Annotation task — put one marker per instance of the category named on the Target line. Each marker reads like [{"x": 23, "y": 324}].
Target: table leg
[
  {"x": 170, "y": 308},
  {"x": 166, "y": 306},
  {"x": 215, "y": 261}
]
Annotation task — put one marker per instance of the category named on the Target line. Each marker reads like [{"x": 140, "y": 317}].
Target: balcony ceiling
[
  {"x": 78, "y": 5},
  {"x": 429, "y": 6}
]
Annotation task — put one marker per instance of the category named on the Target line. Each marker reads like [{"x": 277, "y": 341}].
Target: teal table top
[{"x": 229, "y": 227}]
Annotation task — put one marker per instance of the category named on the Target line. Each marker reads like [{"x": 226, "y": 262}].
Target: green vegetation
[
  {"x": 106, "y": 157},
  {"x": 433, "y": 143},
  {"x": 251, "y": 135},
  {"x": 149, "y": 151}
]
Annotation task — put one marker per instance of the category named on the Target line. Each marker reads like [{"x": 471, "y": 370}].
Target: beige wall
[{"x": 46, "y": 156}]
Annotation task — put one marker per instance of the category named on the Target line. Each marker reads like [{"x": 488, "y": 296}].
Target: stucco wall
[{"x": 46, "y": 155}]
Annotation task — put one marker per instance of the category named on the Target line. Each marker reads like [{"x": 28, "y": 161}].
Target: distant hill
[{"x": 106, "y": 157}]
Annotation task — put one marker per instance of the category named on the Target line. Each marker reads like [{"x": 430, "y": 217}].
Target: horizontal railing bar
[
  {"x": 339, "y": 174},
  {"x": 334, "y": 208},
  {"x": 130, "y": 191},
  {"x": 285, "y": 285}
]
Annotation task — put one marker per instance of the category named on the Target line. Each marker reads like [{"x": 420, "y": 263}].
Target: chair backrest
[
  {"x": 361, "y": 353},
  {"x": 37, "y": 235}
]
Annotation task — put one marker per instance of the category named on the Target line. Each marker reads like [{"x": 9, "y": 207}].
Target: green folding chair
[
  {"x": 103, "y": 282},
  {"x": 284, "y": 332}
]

================

> **Your goal**:
Repeat the records above exactly as they appear.

> **Task result**:
Annotation task — put one marker per instance of the category named on the Target line. Each marker reads like [{"x": 23, "y": 324}].
Target: table leg
[
  {"x": 170, "y": 308},
  {"x": 166, "y": 306},
  {"x": 215, "y": 261}
]
Annotation task — put one marker per instance of the category named on the Target line. Each marker reads like [{"x": 140, "y": 317}].
Target: balcony ceiling
[
  {"x": 78, "y": 5},
  {"x": 429, "y": 6}
]
Annotation task — put one marker per instance of the category named on the Target line. Each marker reads like [{"x": 277, "y": 341}].
Target: teal table top
[{"x": 229, "y": 227}]
Annotation task — put one marker per instance of the category named on the Target line. Each marker reads like [{"x": 226, "y": 262}].
Target: green vegetation
[
  {"x": 106, "y": 157},
  {"x": 433, "y": 143},
  {"x": 251, "y": 135},
  {"x": 149, "y": 151}
]
Annotation task — put one marker per instance of the category named on the Target line. Each marker reads like [{"x": 471, "y": 370}].
Target: beige wall
[{"x": 46, "y": 156}]
Annotation task — put one marker per instance of the category named on the Target line. Each marker reads like [{"x": 488, "y": 296}].
Target: stucco wall
[{"x": 46, "y": 155}]
Annotation task — put one marker per instance of the category named on the Target line. Each marker reads like [{"x": 28, "y": 161}].
Target: distant hill
[{"x": 106, "y": 157}]
Annotation task — put one marker per instance of the category named on the Target line. Each marker reads like [{"x": 430, "y": 217}].
Target: horizontal railing bar
[
  {"x": 339, "y": 174},
  {"x": 334, "y": 208},
  {"x": 130, "y": 191},
  {"x": 285, "y": 285}
]
Annotation task — put one marker per instance of the category named on the Target line. Each marker reads like [{"x": 420, "y": 263}].
Target: chair backrest
[
  {"x": 361, "y": 353},
  {"x": 37, "y": 235}
]
Annotation task — put one marker per instance of the category named on the Target line. Each marker reads like [{"x": 9, "y": 207}].
Target: green folding chair
[
  {"x": 103, "y": 282},
  {"x": 284, "y": 332}
]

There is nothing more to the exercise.